# What needs to be done:
Transcribe the material below word for word, keeping every line in its original order.

(Excerpts from location labeling data)
=====
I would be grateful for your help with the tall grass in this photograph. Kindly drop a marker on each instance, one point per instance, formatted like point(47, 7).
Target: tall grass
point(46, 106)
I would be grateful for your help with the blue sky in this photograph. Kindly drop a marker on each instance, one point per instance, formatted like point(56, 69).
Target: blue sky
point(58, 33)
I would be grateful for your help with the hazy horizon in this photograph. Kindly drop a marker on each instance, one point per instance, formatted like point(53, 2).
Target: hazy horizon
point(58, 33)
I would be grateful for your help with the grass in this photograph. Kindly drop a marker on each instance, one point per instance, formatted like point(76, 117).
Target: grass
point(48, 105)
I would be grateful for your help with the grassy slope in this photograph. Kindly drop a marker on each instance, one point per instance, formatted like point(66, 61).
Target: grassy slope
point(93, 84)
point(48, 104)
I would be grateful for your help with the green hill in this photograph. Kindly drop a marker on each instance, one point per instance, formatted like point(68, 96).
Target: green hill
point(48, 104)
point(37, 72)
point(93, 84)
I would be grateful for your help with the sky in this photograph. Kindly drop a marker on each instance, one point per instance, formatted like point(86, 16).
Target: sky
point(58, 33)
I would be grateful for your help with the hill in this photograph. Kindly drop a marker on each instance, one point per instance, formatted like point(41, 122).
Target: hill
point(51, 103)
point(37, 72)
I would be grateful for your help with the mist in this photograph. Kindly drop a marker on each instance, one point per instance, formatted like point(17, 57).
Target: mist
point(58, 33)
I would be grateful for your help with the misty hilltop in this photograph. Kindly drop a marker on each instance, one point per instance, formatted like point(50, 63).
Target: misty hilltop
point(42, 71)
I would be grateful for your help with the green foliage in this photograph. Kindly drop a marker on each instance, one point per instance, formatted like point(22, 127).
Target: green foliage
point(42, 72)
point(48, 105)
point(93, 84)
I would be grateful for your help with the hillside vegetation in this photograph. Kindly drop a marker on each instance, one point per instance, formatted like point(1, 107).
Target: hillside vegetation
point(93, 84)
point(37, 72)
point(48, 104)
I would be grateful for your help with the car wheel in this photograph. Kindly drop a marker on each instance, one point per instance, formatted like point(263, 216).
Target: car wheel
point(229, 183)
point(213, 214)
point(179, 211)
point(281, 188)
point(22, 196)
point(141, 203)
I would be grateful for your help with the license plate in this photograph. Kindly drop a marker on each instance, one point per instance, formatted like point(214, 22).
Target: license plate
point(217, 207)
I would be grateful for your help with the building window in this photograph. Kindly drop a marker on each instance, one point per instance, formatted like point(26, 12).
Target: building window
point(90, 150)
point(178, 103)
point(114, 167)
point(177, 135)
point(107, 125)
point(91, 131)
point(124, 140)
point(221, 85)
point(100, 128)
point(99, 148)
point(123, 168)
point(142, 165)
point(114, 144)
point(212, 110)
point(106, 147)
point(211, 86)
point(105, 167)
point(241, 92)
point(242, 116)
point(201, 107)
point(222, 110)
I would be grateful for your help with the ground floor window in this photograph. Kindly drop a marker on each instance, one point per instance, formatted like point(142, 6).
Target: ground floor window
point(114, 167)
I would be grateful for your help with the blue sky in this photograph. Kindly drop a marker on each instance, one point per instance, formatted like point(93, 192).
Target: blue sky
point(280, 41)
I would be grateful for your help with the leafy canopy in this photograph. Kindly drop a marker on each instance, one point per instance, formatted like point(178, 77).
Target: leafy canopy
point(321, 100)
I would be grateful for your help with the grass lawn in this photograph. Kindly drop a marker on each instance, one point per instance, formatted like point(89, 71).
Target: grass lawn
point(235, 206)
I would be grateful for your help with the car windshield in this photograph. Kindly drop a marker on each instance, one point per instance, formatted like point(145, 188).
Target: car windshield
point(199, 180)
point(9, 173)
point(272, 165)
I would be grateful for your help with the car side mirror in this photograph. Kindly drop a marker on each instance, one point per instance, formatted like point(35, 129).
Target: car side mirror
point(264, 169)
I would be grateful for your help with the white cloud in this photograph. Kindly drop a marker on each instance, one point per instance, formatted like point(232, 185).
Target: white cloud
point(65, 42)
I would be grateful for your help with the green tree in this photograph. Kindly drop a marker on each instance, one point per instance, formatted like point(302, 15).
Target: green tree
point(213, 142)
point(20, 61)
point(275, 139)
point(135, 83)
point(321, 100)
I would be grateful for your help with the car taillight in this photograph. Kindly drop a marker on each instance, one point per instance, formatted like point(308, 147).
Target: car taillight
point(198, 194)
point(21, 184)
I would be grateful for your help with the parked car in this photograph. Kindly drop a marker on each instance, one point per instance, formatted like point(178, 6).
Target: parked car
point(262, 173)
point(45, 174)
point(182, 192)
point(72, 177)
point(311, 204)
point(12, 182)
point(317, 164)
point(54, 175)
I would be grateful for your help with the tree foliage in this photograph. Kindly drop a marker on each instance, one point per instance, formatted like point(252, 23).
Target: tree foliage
=====
# Exercise solution:
I would be grateful for your help with the tall grass in this photograph. Kindly drop a marker on each instance, one point per instance, formatted like point(47, 7).
Target: tall grass
point(46, 106)
I would be grateful for your help with the blue sky in this photograph. Kindly drop a marker on each instance, one point per instance, formatted like point(56, 69).
Target: blue sky
point(58, 33)
I would be grateful for your help with the hazy horizon in this photograph. Kindly drop a marker on each instance, one point per instance, formatted like point(53, 2).
Target: hazy horizon
point(58, 33)
I would be grateful for your help with the grass in this photograph. Kindly drop a marker on each instance, one point per instance, formatted like point(76, 117).
Target: grass
point(48, 105)
I would be grateful for your help with the grassy slope in this photograph. Kindly drop a marker on each instance, one point per instance, formatted like point(66, 61).
Target: grassy slope
point(93, 84)
point(48, 104)
I would be grateful for your help with the green hill in this photograph. Kindly drop a marker on each instance, one point per instance, formatted like point(68, 96).
Target: green hill
point(48, 104)
point(37, 72)
point(93, 84)
I would be grateful for your help with the sky in this photograph. Kindly drop a marker on each instance, one point per instance, formatted like point(86, 16).
Target: sky
point(58, 33)
I would be grateful for your help with the hill in this photograph. Kindly drop a marker on each instance, one point per instance, formatted like point(41, 122).
Target: hill
point(51, 103)
point(37, 72)
I would be grateful for your help with the mist in this photograph. Kindly drop a marker on each instance, one point per instance, formatted like point(17, 57).
Target: mist
point(58, 33)
I would be grateful for your help with the misty hilltop in this photograph. Kindly drop a marker on each instance, one point per instance, formatted like point(50, 63).
Target: misty hilltop
point(42, 71)
I would be grateful for your help with the green foliage in this photograph. Kindly drop a marker on each instance, one point per instance, formatted like point(22, 127).
Target: green foliage
point(42, 72)
point(48, 105)
point(93, 84)
I would be grateful for your help with the hillside vegetation in this photograph. Kindly drop a marker on each instance, one point per instance, formatted like point(1, 107).
Target: hillside vegetation
point(93, 84)
point(37, 72)
point(48, 104)
I would be grateful for your help with the car wheel in this photograph. Kindly drop a marker on each instance, one point per instance, formatted like point(263, 216).
Target: car wheel
point(229, 183)
point(213, 214)
point(179, 211)
point(281, 188)
point(22, 196)
point(141, 203)
I would be grateful for your help with the license plate in this photograph. Kindly drop a marker on each instance, one point per instance, formatted like point(214, 22).
Target: license plate
point(217, 207)
I would be grateful for your help with the building window in this photograph. Kindly drop a marker on each instance, one point per instance, formatted like point(26, 12).
Target: building window
point(90, 150)
point(178, 103)
point(114, 167)
point(177, 135)
point(107, 125)
point(91, 131)
point(124, 140)
point(221, 85)
point(100, 128)
point(99, 148)
point(123, 168)
point(142, 165)
point(114, 144)
point(212, 110)
point(106, 147)
point(211, 86)
point(105, 167)
point(241, 92)
point(242, 116)
point(201, 107)
point(222, 110)
I would be grateful for your help with the ground floor window in this photograph. Kindly drop a marker on each instance, one point per instance, formatted like point(142, 6).
Target: ground floor window
point(114, 167)
I would be grateful for your help with the blue sky in this photograph. Kindly drop a marker on each instance, one point per instance, formatted like point(93, 192).
Target: blue sky
point(280, 41)
I would be grateful for your help with the leafy canopy in this photograph. Kindly drop a marker on each instance, one point per instance, formatted like point(178, 77).
Target: leafy canopy
point(321, 100)
I would be grateful for your help with the grass lawn in this photograph. Kindly drop a marker on each instance, one point per instance, formatted like point(89, 71).
Target: grass lawn
point(235, 206)
I would be grateful for your help with the car windshield in this photograph. Kindly drop a marker on each instance, one point per instance, formatted like point(145, 188).
Target: car windshield
point(199, 180)
point(9, 173)
point(272, 165)
I would be grateful for your help with the car side mirror in this photograph. Kindly drop a marker on each instance, one point per instance, formatted like point(35, 129).
Target: car side mirror
point(264, 169)
I would be grateful for your help with the white cloud in this photograph. Kindly drop a marker on each instance, one point per instance, formatted like point(232, 185).
Target: white cloud
point(65, 42)
I would be grateful for your help with the green tree in this photograph. Kindly drop a marker on each instance, one point per instance, formatted like point(302, 15).
Target: green tree
point(213, 142)
point(20, 61)
point(275, 139)
point(135, 83)
point(321, 100)
I would be grateful for your help with the car taillight in this photograph. Kindly drop a marker on each instance, one point per instance, formatted like point(308, 147).
Target: car taillight
point(198, 194)
point(21, 184)
I would be grateful for your help with the parked car in this photograph. Kindly drop a marker on each instance, one point per instance, formatted like point(178, 6).
Target: parked car
point(262, 173)
point(45, 174)
point(182, 192)
point(72, 177)
point(311, 204)
point(12, 182)
point(317, 164)
point(54, 175)
I would be grateful for your help with the tree foliage in this photograph. Kindly drop a marker on each instance, one point per instance, formatted like point(252, 23).
Target: tree foliage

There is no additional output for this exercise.